• Exercise aim: List every gaming platform named in the forum discussion of branching storylines below.

• Selected passage:
▬▬▬▬▬▬▬▬▬▬

Banner Saga definitely has consequences (perhaps too much, lol), but it doesn't branch narrative for more than a few screens at a time. Some of the re-connecting branches come off very forced, IMO. It's annoying when the particularly difficult accomplishments are simply rolled back right afterwards.

You have some pretty big ones in relation to who lives, who dies, and who joins you, which in turn impacts future events...

It's really easy to lose a lot of characters, but aside from a few snippets of dialog it doesn't impact future events at all.

Nazrel:
I'm not sure what you're talking about with the rolling back accomplishments.

Yahtzee Croshaw:
Why Do Branching Storylines Never Deliver on Their Promises?

Could we perhaps make some kind of official universal agreement to the effect that the whole 'branching path' thing in triple-A story-driven games never really delivers the promised experience?

Read Full Article

The only games with branching story lines that I played is RE1/Remake (canonically everyone survives anyway), Eternal Darkness (you're required to do all three to get the true ending), and Guardian Heroes, a brawler that did that idea better back in 1995. And even then the GBA sequel only made the first ending you're most likely to get in the original canon (the one where the party joins the Skyborn). The sequel was mediocre, so most fans like to ignore it, including me.

Nazrel:
Ogre Tactics: Let us cling together, was one of the best games for the impact of actions and branching narratives, and it originally came out in the mid 90's on the SNES.(They did release a remake for the PSP.)

Wow, I'm surprised someone beat me to this.

But yeah, this game was the first thing that came to mind when I tried to think of games where you make decisions that actually radically affect the story, since, depending on your decisions, the main character's position, who they're allied with, and even their goals can all change immensely.

Seems a few people beat me to some of the best examples - Ogre Battle / Tactics Ogre, JRPGs from the SNES/PS1 era that offered huge depth based upon what you did and who you friended/went against etc. I can't believe that another great JRPG has been missed - Chrono Trigger! Talk about branching storylines and endings! There are some other JRPG games, such as the Agarest series that have some branching storylines (5 generations, things differ depending on who you marry etc).

▬▬▬▬▬▬▬▬▬▬

• Dataset rows:
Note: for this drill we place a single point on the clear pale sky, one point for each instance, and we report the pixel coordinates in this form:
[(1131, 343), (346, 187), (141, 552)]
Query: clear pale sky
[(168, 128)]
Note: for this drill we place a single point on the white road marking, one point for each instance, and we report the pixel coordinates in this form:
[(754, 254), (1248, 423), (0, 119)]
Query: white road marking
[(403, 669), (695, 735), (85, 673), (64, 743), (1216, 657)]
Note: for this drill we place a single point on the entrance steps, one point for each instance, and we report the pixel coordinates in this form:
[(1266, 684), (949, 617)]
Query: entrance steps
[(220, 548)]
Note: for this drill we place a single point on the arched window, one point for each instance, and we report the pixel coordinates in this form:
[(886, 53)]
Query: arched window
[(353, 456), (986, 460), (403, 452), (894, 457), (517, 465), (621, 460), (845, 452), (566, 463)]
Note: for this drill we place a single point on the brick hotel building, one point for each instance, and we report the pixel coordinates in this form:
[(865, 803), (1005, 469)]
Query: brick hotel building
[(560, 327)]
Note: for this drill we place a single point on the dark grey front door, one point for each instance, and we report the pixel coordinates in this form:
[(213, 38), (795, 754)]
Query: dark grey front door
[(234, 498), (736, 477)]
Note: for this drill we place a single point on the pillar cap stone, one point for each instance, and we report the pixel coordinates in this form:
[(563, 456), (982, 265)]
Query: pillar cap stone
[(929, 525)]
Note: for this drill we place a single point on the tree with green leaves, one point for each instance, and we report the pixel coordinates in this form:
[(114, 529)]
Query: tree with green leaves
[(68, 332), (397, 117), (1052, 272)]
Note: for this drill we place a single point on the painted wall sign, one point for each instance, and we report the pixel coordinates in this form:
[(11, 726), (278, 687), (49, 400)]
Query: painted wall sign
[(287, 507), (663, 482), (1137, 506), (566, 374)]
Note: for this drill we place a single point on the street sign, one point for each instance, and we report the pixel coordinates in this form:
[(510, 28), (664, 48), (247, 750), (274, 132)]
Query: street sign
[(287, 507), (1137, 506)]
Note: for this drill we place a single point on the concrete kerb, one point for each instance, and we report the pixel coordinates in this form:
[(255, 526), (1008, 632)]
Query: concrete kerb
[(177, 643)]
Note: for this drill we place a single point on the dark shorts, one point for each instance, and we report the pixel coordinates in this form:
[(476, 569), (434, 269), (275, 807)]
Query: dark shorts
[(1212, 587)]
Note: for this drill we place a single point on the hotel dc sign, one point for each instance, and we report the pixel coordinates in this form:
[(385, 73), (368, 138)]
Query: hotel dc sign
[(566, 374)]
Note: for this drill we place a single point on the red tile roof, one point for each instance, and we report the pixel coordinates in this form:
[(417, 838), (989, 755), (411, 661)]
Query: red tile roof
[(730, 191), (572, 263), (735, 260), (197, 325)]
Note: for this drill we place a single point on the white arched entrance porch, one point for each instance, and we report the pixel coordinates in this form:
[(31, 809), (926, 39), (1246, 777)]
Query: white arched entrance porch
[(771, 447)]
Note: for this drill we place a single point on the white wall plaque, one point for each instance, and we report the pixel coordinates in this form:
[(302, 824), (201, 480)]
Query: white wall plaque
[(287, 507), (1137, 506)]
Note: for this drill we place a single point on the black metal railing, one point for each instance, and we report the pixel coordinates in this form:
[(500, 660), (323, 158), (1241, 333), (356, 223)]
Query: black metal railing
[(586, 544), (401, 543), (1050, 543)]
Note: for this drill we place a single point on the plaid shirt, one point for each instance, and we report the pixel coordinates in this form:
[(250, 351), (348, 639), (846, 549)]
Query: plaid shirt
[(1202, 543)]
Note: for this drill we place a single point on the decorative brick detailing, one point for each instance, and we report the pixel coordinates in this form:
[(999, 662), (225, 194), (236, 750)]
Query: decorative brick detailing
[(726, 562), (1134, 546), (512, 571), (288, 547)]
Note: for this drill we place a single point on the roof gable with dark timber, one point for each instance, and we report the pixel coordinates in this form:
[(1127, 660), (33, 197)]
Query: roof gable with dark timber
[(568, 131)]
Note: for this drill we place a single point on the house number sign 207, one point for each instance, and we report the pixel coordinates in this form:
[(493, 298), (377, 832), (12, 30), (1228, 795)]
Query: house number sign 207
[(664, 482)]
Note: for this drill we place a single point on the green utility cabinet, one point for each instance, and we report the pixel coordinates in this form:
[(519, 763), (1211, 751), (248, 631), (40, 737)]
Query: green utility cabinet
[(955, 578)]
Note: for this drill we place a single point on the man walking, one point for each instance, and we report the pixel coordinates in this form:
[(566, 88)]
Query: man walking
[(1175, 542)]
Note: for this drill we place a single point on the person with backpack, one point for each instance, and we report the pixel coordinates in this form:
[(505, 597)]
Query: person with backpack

▬▬▬▬▬▬▬▬▬▬

• Task output: GBA, SNES, PSP, PS1